=== EXTRAIT ===

C’est l’histoire d’un ren-dez-vous manqué. Les Français, qui frissonnent avec 007 et rient avec OSS 117, se défient de leurs services spéciaux. L’ombre de la manipulation a trop souvent occulté la lumière des succès. De l’enlèvement de l’opposant marocain Mehdi Ben Barka à l’affaire Clearstream, destinée à déstabiliser un candidat à l’élection présidentielle, des agents ont accompagné, et parfois devancé, les sombres exigences du pouvoir exécutif.

Les réussites ne manquent pourtant pas, qu’il s’agisse de l’affaire Farewell, sur laquelle nous publions des documents inédits ou, plus récemment, du démantèlement de cellules islamistes en France ou de la libération d’otages en Irak.

"Entre démocratie et renseignement l’Histoire nous apprend que les relations n’ont pas toujours été sereines", a résumé François Fillon, le 20 septembre, insistant sur la "rigueur déontologique" exigée par l’"idéal démocratique". Ce jour-là, le Premier ministre s’exprimait à huis clos devant la première promotion de l’Académie du renseignement, la nouvelle école de formation commune aux agents français. Les 85 recrues de la Défense, de l’Intérieur et des Finances intègrent officiellement la "communauté du renseignement", un concept inspiré du modèle anglo-saxon.

===

À FAIRE —
• a. Pour chaque affirmation, dites si elle concorde avec l'extrait en répondant oui ou non, puis citez mot pour mot les mots de l'extrait qui le montrent.
(i) François Fillon a pris la parole le 20 septembre devant l'Académie du renseignement.
(ii) La première promotion de l'Académie réunit 120 recrues.
(iii) Le Premier ministre a prononcé son discours en public.
• b. Recopiez fidèlement l'extrait en partant de "C’est l’histoire d’un" et en terminant par "du pouvoir exécutif.".
• c. Répondez brièvement à ces questions sur l'extrait.
(i) Quel opposant marocain a été enlevé ?
(ii) Dans quel pays des otages ont-ils été libérés ?
(iii) Combien de recrues compte la première promotion de l'Académie du renseignement ?
Appuyez-vous uniquement sur l'extrait.

=== JEU DE DONNÉES ===

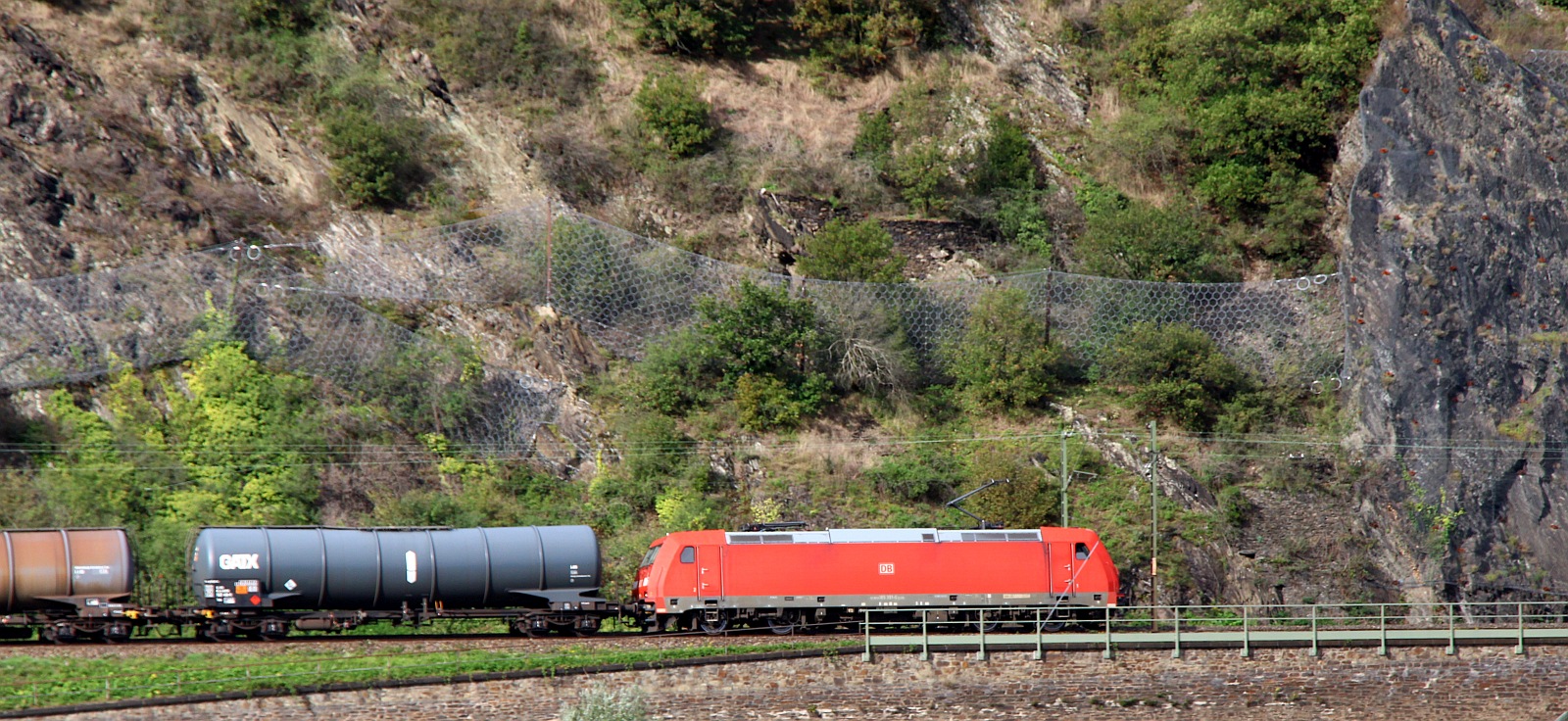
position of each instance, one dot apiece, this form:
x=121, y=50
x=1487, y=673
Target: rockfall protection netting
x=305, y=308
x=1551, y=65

===
=== JEU DE DONNÉES ===

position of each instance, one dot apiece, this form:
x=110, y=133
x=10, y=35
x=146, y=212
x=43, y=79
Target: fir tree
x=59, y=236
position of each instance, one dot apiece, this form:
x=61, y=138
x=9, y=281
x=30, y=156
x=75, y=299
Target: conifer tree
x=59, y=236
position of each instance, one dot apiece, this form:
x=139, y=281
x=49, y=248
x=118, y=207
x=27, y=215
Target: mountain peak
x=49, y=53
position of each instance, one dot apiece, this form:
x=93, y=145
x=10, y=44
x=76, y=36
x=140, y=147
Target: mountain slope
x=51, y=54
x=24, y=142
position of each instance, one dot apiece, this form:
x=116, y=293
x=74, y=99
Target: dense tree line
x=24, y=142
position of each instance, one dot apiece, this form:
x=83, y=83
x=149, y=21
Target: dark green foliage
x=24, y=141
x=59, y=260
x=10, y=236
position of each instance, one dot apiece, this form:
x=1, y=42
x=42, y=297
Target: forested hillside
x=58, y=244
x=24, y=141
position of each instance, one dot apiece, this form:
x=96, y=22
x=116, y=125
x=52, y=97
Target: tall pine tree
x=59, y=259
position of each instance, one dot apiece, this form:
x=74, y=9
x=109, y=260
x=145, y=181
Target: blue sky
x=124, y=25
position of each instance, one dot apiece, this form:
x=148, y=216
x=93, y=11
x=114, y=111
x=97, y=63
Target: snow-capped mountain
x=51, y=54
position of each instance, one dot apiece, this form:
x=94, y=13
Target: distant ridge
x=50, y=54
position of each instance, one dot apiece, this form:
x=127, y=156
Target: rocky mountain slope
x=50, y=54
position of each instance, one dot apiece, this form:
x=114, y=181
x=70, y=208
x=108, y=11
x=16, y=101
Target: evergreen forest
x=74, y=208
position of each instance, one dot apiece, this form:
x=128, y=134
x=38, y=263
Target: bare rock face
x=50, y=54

===
=== JEU DE DONNÉES ===

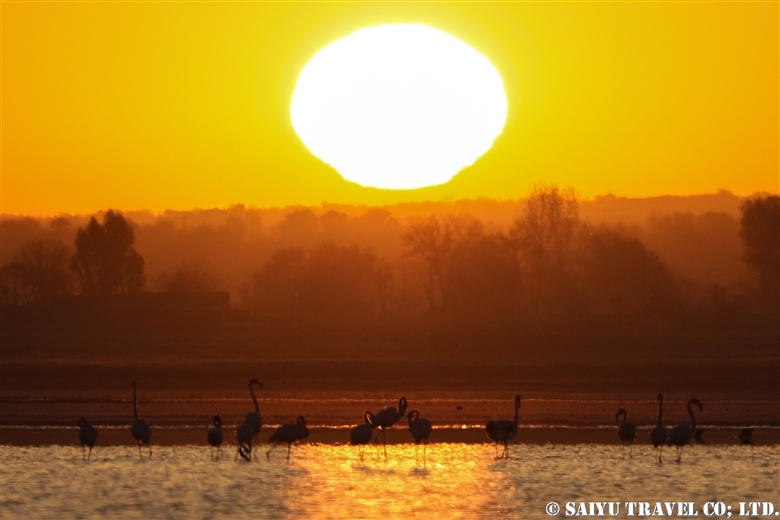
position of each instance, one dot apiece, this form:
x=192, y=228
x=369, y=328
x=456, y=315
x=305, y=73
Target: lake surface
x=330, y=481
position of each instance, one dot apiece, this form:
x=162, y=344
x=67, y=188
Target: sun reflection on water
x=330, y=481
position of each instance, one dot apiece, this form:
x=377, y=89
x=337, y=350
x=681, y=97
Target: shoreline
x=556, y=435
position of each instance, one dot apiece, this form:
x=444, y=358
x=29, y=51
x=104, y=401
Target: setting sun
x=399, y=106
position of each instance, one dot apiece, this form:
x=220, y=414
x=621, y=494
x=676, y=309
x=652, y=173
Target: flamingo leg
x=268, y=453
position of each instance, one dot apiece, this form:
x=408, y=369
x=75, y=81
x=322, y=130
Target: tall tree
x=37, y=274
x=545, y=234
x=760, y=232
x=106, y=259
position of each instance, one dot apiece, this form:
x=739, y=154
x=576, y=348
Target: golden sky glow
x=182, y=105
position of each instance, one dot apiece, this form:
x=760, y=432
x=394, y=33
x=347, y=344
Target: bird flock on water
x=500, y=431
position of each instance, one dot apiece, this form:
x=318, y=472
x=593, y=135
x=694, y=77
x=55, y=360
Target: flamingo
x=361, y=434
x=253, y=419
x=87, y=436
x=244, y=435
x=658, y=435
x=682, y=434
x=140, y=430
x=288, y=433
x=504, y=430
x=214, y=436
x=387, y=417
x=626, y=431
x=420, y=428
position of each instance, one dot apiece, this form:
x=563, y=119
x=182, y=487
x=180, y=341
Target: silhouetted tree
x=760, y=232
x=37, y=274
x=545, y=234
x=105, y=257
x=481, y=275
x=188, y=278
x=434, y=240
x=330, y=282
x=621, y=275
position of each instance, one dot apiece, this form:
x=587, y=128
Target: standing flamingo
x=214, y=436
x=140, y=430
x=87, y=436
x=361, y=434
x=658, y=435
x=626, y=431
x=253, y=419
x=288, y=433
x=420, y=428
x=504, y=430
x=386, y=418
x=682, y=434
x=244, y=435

===

RÉPONSES —
• a.
(i) Oui : « a résumé François Fillon, le 20 septembre » et « devant la première promotion de l’Académie du renseignement ».
(ii) Non : « Les 85 recrues de la Défense, de l’Intérieur et des Finances ».
(iii) Non : « le Premier ministre s’exprimait à huis clos ».

• b.
C’est l’histoire d’un ren-dez-vous manqué. Les Français, qui frissonnent avec 007 et rient avec OSS 117, se défient de leurs services spéciaux. L’ombre de la manipulation a trop souvent occulté la lumière des succès. De l’enlèvement de l’opposant marocain Mehdi Ben Barka à l’affaire Clearstream, destinée à déstabiliser un candidat à l’élection présidentielle, des agents ont accompagné, et parfois devancé, les sombres exigences du pouvoir exécutif.

• c.
(i) Mehdi Ben Barka.
(ii) En Irak.
(iii) 85.